## Assignment
According to the passage on young consumers, what share of Gen-zs did the 2022 McKinsey study find doubted they would be able to afford to retire?

## Reading passage
===

Their absolute numbers are formidable. The European Union is home to nearly 125m people between the ages of ten (who will become consumers in the next few years) and 34. America has another 110m of these Gen-zs and millennials, a third of the population. The total annual spending of households headed by American Gen-zs and millennials hit $2.7trn in 2021, around 30% of the total. Although they are the group with the least to spend per head today, by 2026 American Gen-zs (those born between 1997 and 2012) may make up the majority of the country’s shoppers.
A good place to start dissecting the psyche of the young consumer is to consider the economy that has moulded them. At the older end of the scale, today’s 30-somethings came of age in the midst of the global financial crisis of 2007-09 and the ensuing recession. Their younger peers had a bit more luck, beginning their careers in years when tightening labour markets had pushed up wages. Until, that is, the covid-19 pandemic upended many of their lives.
These two big shocks, of the sort that their parents were mostly spared in a more benign economic era between 1990 and the mid-2000s, have fostered pessimism among the young people who experienced them. A study by McKinsey, a consultancy, published in 2022, found that a quarter of Gen-zs doubted they would be able to afford to retire. Less than half believed they would ever own a home.

===

## Entries shown
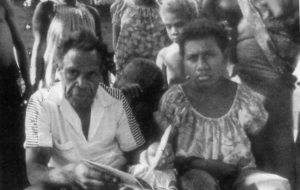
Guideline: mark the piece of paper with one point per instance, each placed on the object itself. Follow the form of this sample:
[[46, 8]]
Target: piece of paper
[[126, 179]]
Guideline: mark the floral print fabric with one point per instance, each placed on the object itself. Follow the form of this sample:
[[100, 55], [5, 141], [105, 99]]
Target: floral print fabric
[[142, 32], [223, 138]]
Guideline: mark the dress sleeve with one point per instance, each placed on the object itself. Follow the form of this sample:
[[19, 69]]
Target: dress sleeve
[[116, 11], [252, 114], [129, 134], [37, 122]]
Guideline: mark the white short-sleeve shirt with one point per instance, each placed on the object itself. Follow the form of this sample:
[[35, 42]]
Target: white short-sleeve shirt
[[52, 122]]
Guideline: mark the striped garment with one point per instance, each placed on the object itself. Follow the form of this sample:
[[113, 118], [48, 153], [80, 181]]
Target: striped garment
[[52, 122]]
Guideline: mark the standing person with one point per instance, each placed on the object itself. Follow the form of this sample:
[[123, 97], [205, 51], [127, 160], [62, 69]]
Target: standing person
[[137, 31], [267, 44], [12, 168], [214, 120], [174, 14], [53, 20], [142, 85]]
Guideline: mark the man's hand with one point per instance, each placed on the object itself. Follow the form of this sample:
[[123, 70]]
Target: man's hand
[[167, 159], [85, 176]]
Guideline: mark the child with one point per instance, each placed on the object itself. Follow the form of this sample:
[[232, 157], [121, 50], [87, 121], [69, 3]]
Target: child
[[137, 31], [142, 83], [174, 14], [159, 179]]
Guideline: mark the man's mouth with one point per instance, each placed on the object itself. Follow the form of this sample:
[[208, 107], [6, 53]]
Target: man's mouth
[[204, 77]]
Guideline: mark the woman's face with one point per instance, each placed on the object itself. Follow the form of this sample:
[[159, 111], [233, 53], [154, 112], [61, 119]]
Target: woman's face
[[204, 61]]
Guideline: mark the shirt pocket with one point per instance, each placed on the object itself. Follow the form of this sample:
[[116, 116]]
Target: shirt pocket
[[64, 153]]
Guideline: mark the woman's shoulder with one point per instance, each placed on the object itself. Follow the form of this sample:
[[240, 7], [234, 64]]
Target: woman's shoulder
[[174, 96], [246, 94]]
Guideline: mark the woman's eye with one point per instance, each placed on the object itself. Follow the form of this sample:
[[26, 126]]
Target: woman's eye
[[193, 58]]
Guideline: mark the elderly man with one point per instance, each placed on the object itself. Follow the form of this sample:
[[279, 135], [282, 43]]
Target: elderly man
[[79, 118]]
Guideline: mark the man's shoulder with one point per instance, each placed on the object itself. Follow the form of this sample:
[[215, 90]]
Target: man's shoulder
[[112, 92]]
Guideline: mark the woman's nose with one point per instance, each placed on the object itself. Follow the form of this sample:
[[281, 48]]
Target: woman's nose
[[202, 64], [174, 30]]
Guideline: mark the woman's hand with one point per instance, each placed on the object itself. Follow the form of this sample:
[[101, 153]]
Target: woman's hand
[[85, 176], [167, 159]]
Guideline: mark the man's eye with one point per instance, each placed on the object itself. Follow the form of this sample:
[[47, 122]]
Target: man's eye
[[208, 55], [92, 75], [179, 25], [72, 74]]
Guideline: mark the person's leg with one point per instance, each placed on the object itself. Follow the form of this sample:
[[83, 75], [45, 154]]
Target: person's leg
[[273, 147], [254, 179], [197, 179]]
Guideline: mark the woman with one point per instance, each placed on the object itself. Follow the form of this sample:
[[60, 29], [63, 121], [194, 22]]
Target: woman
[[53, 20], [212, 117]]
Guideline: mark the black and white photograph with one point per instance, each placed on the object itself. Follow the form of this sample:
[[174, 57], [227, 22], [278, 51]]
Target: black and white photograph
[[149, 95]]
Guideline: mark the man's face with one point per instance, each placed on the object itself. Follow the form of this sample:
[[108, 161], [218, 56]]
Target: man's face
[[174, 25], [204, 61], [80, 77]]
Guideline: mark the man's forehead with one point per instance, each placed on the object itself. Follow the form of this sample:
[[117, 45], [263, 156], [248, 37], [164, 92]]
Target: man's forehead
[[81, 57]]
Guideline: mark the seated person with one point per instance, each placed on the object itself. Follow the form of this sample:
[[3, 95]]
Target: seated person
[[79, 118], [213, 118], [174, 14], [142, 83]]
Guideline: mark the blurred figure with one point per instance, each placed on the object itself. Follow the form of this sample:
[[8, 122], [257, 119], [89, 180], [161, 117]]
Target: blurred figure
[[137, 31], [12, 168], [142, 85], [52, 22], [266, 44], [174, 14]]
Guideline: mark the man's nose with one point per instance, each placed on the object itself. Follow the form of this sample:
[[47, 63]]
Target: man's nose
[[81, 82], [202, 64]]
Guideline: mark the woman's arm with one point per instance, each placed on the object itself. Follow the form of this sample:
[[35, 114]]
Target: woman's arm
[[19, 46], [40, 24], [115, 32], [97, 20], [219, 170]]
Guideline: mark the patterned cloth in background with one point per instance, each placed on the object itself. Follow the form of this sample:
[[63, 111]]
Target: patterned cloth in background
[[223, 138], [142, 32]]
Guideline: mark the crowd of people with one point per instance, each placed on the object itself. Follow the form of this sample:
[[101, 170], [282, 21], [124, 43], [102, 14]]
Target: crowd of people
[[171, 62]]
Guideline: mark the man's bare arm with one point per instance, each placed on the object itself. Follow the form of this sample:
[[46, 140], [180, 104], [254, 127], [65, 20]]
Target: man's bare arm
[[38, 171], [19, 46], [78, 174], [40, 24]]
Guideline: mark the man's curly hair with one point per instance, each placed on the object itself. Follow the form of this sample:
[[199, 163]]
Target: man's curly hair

===

## Answer to the exercise
A quarter